— GIVEN INSTRUCTION A —
Answer these from the text on Mercury, one answer a line, marked (i), (ii), (iii):
(i) How many days does Mercury take to orbit the Sun once?
(ii) At most, how far from the Sun does Mercury venture?
(iii) From Fairfield, what peak altitude range at sunrise does Mercury reach during morning apparitions?
— GIVEN INSTRUCTION B —
Please quote the part of the text on Mercury that opens with the words containing "Mercury, as seen" and closes with "conditions are poor.".

— DOCUMENT PASSAGE —
Mercury, as seen by NASA's MESSENGER spacecraft.

Mercury is the innermost planet in the solar system, orbiting the Sun at a distance of 0.387 AU once every 88 days.

At its brightest, it can reach magnitude -1.9, a little brighter than Sirius, the brightest star in the sky. However, it more normally hovers at around magnitude 0, becoming roughly the fifth brightest object in the sky.

Nonetheless, it is always a challenging object to observe because it never ventures far from the Sun – at most 28.3°. This means it must always be observed in twilight, either at dusk or dawn. Additionally, because it is always close to the horizon at these times, it must always be observed through thick layers of the atmosphere where seeing conditions are poor.

Apparitions of Mercury

The table below lists apparitions of Mercury around the year 2024, computed from NASA's DE430 planetary ephemeris. To show events around other years, use the control below.

Observing Mercury

Mercury is observable for a few months each time it reaches greatest separation from the Sun – moments referred to as greatest elongation. These apparitions repeat roughly once every 3–4 months, taking place alternately in the morning and evening skies, depending whether Mercury lies to the east of the Sun or to the west.

When it lies to the east, it rises and sets a short time after the Sun and is visible in early evening twilight. When it lies to the west of the Sun, it rises and sets a short time before the Sun and is visible shortly before sunrise.

However, some times of the year are more favourable for viewing Mercury than others. From Fairfield, it reaches a peak altitude of between 8° and 21° above the horizon at sunset during each evening apparition, depending on the time of year. During morning apparitions, it reaches a peak altitude of between 10° and 19° at sunrise.

This variability over the course of the year is due to a combination of two factors.

The inclination of the ecliptic to the horizon

The inclination of the ecliptic to the horizon changes over the course of the year, affecting how high planets close to the Sun appear in the sky.

Records from a dataset
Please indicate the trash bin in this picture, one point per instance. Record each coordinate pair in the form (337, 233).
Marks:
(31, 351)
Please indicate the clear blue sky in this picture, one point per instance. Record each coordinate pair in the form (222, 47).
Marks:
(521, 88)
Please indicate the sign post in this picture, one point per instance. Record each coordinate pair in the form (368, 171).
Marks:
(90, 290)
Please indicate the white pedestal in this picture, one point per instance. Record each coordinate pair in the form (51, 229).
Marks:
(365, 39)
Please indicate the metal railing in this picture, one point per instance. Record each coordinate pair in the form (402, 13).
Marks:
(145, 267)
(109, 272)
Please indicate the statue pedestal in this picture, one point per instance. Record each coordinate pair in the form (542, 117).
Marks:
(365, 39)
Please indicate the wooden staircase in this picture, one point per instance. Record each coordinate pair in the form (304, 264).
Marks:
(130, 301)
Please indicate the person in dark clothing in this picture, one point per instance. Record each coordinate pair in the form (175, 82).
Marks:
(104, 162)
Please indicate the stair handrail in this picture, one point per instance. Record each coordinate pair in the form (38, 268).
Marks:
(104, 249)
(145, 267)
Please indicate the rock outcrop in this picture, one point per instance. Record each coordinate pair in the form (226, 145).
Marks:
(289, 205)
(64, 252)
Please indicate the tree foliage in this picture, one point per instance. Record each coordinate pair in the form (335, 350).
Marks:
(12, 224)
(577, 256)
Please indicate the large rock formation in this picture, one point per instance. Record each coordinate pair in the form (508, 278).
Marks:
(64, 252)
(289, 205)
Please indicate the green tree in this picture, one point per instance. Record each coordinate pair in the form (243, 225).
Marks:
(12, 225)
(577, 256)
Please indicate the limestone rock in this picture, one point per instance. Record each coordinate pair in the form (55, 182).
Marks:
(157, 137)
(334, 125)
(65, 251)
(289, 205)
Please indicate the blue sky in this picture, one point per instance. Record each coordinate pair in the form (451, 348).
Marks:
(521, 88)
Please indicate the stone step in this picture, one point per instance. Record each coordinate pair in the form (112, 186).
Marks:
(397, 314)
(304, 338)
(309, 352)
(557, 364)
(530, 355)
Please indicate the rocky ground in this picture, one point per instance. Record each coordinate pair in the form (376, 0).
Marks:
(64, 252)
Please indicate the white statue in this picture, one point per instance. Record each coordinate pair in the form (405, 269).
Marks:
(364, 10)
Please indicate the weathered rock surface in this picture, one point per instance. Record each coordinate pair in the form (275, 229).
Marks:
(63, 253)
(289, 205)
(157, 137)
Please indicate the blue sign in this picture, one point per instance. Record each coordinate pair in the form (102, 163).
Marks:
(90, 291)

— FINAL RESULT A —
(i) 88 days
(ii) 28.3°
(iii) Between 10° and 19°

— FINAL RESULT B —
Mercury, as seen by NASA's MESSENGER spacecraft.

Mercury is the innermost planet in the solar system, orbiting the Sun at a distance of 0.387 AU once every 88 days.

At its brightest, it can reach magnitude -1.9, a little brighter than Sirius, the brightest star in the sky. However, it more normally hovers at around magnitude 0, becoming roughly the fifth brightest object in the sky.

Nonetheless, it is always a challenging object to observe because it never ventures far from the Sun – at most 28.3°. This means it must always be observed in twilight, either at dusk or dawn. Additionally, because it is always close to the horizon at these times, it must always be observed through thick layers of the atmosphere where seeing conditions are poor.